- [Written instruction] Can you return each of the lines below word for word, with nothing altered?

- [Material provided]
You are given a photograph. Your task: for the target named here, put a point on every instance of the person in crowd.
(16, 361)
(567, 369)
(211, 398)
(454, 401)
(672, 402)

- [Result of the exercise]
You are given a photograph. Your task: for the target named here, put a point on every instance of the person in crowd.
(16, 361)
(567, 369)
(211, 398)
(454, 401)
(672, 402)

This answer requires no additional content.